Extend the passage on the NBA MVP voting debate and Steve Nash's awards, starting right after its final sentence.
____ TEXT SEGMENT
For years voters have tried to define what the award truly means — is it the best player overall, the best player on the best team or the best story taking elements from both of the latter arguments?

The rise of advanced statistics further complicates matters and sets up the kind of old guard vs. new guard scenario we saw in baseball a decade ago portrayed best in Michael Lewis’ classic Moneyball.

Those who rely on advanced stats favor Dwight Howard due to a season that most advanced metrics say was superior to Derrick Rose’s year, although even Howard’s own coach has known Rose would become the MVP for weeks as he eventually did on Tuesday.

John Hollinger wrote an extensive analysis of “The Derrick Rose Story” and how voters have become conditioned to vote for the most valuable story rather than the most valuable player.

Even the Miami Herald’s Dan Le Batard piled on by writing, “They should just rename the MVP trophy The We Didn’t Expect To See Rose Sitting Atop LeBron In The Standings Award.”

All this is pertinent to a Suns audience because Hollinger names Nash’s 2005 and 2006 MVP awards as situations in which writers voted the story.

The Phoenix Suns earned 29 victories in 2003-04 and then suddenly won 33 more games the following season with the addition of Nash before their exhilarating 62-win campaign. Such a surprise season made the Suns the team of All-Star Weekend, Mike D’Antoni the Coach of the Year and Bryan Colangelo the Executive of the Year.

And, of course, it made The Steve Nash Story the MVP of the league.

The Suns were the best story of the league by far in 2004-05 (well, at least up until the conference finals). Their revolutionary style focused on fast breaks and three-pointers helped usher in a new era of open court basketball as the league’s hand checking rules changed.
________
____ DATA LINES
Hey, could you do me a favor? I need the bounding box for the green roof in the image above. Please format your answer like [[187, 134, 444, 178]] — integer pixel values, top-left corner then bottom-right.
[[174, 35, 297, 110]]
________
◆ **RESPONSE TO THIS TASK**:
Steve Nash was the face of the 2004-05 season playing for the “it” team playing the “it” style. When you think of the 2004-05 regular season, you think of Nash.

That’s where this debate becomes difficult. If you crunch all the numbers and put a team of statheads on the case (and to many, even if you don’t), Shaq probably should be the year’s MVP.

Even looking back at the last seven years as a whole, Nash has been right around if not better than the 15.5 points and 11.5 assists per game he accrued during his first MVP campaign with 50-43-89 shooting. Hell, statistically speaking his first half of this season with 16.8 points, 11.3 assists and 52-41-92 shooting to go with fantastic plus/minus numbers are just as good if not better than Nash’s MVP season from a statistical perspective.

The biggest difference between 2004-05 Nash and pre-All-Star break Nash was his teammates and the fact that he was willing a mediocre team to a .500 record rather than lighting up the NBA with a dynamic lineup.

The Steve Nash Story was so overwhelming in 2004-05 he earned an MVP yet it was so underwhelming this season he got All-Star Weekend off.

Michael Jordan won five MVP awards although he probably deserved double-figure MVP honors. But it isn’t fun to vote MJ year after year after year, so when Charles Barkley became the story one season for the league’s best regular season team he stole one from MJ and Karl Malone later did as well.

LeBron James may be headed for MJ MVP territory, so this season he had to be seen as an overwhelming underdog for the award considering his back-to-back MVPs and the negative national perception of James after he took his talents to South Beach.

That’s why The Kevin Durant Story started off the year as the favorite for the award based on all the goodwill he built up during his dominant World Championship run before The Derrick Rose Story took over for a Bulls team missing Carlos Boozer and Joakim Noah for sizable chunks of the year.

With as ambiguous of a name as the award currently possesses (what does most valuable mean anyway?) it’s no surprise that different voters take it to mean different things and so often the best story has won the trophy just as the the coach of the team that overachieves the most often wins Coach of the Year.

Even if we were to make the award based on the best statistical season, so many advanced measures can show differing top players that we may just find ourselves with a new argument to this same problem.

Unlike a postseason in which the top teams advance by a concrete measure of winning more games than their opponent, there is no cut and dried formula for the MVP, and perhaps there shouldn’t be.

It’s up to the voters to decide whether to side with advanced stats and Howard, the most talented player in James or the player that defined the season in Rose.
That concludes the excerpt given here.